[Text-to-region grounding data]
__________

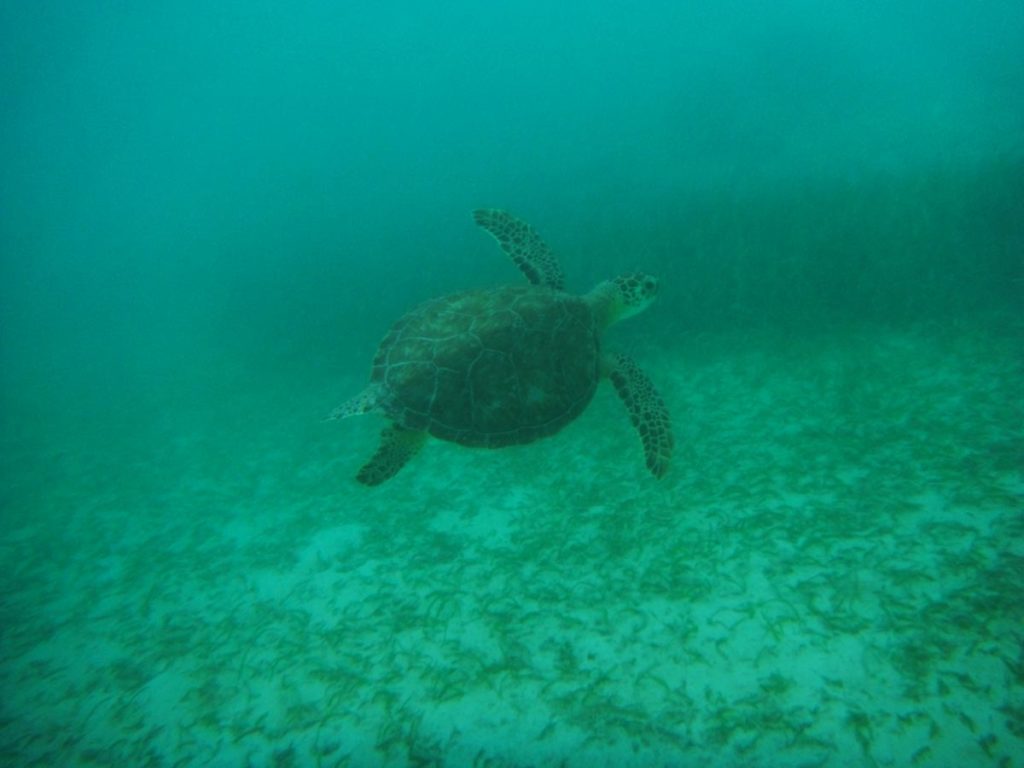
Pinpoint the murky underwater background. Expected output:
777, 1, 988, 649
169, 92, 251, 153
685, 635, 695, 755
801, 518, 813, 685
1, 1, 1022, 766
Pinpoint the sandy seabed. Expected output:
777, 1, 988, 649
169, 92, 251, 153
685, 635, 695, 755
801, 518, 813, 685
1, 320, 1022, 767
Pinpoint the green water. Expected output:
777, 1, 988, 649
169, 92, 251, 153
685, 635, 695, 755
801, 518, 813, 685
2, 2, 1022, 766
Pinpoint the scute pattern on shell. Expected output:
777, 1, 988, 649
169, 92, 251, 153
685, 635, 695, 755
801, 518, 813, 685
370, 285, 599, 447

__________

Exercise goal :: Scan the records above for the string "Expected", then select every line that holds it.

Response area ::
Pinpoint the murky underwater background. Expected output:
Pinpoint the sandy seabed. Expected output:
Pinpoint the green water. Expected output:
Pinpoint the scute pattern on shell. Expected output:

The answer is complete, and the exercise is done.